◆ Page extract


      The whole area needs serious infrastructure work. I’m not holding my breath.

    2. Preventing high rise construction, creating landmarked districts and adding bike lanes as priority issues has led to Riverside Drive being neglected for a long time. Fixing infrastructure is expensive, land marking costs very little, raising property values and taxes at no cost to city budgets is preferred. In November we will be re-electing the same people that have created our road to hell for the last twenty years with their good intensions. Meanwhile the ground is crumbling below our feet.

      • BillTg says:


      • Isaac says:

        What if we built more apartments and then used the resulting tax revenue to invest in our infrastructure?

        • We need to build housing designed to be affordable. Relying on tax revenues to build housing is what we are doing right now. It is unsustainable and subject to economic instability. Housing needs to pay for itself and not rely on government subsidies to build and maintain.

      • EricaC says:

        I’d love to hear your logic as to how reducing density increases the burden on infrastructure.

        • High density is what makes the city work. Stopping a few high rise buildings will not decrease burden on infrastructure. Much of our infrastructure is over 100 years old. It is antiquated and has been neglected for a long time. It is only fixed when it breaks.

          We have plenty of water, sewer and electrical capacity. New high rise buildings are more energy efficient and safer than the tenement walkups they replace. NYC zoning regulates density and many of our neighborhoods are under developed.

    3. Mark Moore says:

      I’m not usually the “sky is falling” type, but large parts of Riverside Park need serious work. The promenade above the train tunnel is already off limits to most vehicles because it’s falling apart.

    4. Irate Partisan says:

      First the pandemic, then the sinkholes

    5. Are we in the process of becoming Florida?

      Tropical humid heat everyday, raining every afternoon… I thought, well at least we have bedrock and schist instead of limestone but now what, sinkholes???

      So what’s next, alligators or pythons?

    6. Jean Siegel says:

      As Jeff Goldbloom said in Jurassic Park, “nature will find a way”.

◆ Record extracts

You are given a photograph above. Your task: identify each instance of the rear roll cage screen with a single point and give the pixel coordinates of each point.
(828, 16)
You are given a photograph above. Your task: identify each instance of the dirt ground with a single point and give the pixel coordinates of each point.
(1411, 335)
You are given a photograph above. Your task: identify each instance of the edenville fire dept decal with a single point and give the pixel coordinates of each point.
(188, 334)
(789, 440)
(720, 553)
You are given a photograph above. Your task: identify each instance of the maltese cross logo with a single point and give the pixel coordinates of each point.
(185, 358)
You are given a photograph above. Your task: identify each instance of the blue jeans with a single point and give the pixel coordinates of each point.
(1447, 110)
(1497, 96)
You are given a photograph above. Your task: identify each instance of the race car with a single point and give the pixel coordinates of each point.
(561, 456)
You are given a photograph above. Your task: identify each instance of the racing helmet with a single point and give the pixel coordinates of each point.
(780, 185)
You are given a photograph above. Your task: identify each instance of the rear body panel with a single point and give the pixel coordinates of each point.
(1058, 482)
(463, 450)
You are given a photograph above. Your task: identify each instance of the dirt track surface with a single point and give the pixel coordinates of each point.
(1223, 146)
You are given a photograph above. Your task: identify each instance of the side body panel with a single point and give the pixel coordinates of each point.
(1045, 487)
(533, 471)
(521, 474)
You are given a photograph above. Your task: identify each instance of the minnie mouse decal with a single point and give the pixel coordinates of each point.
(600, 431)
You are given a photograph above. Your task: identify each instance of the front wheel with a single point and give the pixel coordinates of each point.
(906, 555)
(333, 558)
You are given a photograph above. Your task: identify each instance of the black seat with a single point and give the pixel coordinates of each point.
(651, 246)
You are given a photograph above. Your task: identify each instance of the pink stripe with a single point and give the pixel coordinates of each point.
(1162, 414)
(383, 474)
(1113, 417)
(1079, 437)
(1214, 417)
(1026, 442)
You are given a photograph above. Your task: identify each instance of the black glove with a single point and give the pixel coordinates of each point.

◆ Required tasks
1/ Extract the passage of the Riverside Drive comment thread that begins at the words "I’d love to" and stops after "are under developed.".
2/ Write what comes next in the Riverside Drive comment thread, picking up after its final sentence.
You can set the items aside; nothing here depends on them.

◆ Responses to the tasks
1/
I’d love to hear your logic as to how reducing density increases the burden on infrastructure.

        • High density is what makes the city work. Stopping a few high rise buildings will not decrease burden on infrastructure. Much of our infrastructure is over 100 years old. It is antiquated and has been neglected for a long time. It is only fixed when it breaks.

          We have plenty of water, sewer and electrical capacity. New high rise buildings are more energy efficient and safer than the tenement walkups they replace. NYC zoning regulates density and many of our neighborhoods are under developed.

2/
    7. Marilyn says:

      Some publicity for the GIANT ones in Riverside Park by Ellington in the Park/105th Street dog run) & below, would be nice. They have been unattended to since the dead of winter!

    8. c'est-moi says:

      Are those in charge of the city asleep, or do they just not give a damn about doing their job and replacing infrastructure?
      All those tourists we’ve been putting up with in order for the City to have more money .. Where’d it go?
      Welcome to the most antiquated and neglected dump in the world. Shocking. Hold them responsible..!

      • jan says:

        logical snd basic right and wrong
        decisions are ignored.
        Yes the City IS going to the dogs

    9. Deb says:

      We never parked our car on Riverside Drive, and now we definitely never will.

    10. Peggy says:

      What exactly is sinkhole and how do they happen?

    11. Pure hubris. That whole 96th street area was a low point – Stryker’s Bay. The railroad was covered at a time when fill was not regulated. Don’t be surprised that its settling. Drains were installed in the 1880s. Do they last 150 years? Roads. We have a lot of roads and almost zero green infrastructure. Where does one expect the water to go?

      • Paul says:

        There are four documented sink holes in the area and only one is on a road.
        You’re right about the landfill, and gravity.
        Those are the causes.

      • Large projects to fix the park will be subject to environmental laws and may take long bouts of hearings and court battles to implement. The sunken areas may be subject to wetlands designations not allowing filling in of sunken areas. A newly formed swamp may have to remain if a single protected plant has rooted in the affected area.

    12. Jim Cash says:

      Is it too late to reelect bdb again. We need bold leadership.

    13. Stu says:

      I guess they don’t have to give up their parking spots on alternate parking days…
      (But given sinkholes and break-in/vandalizations on Riverside Drive, parking there is definitely at your own risk!)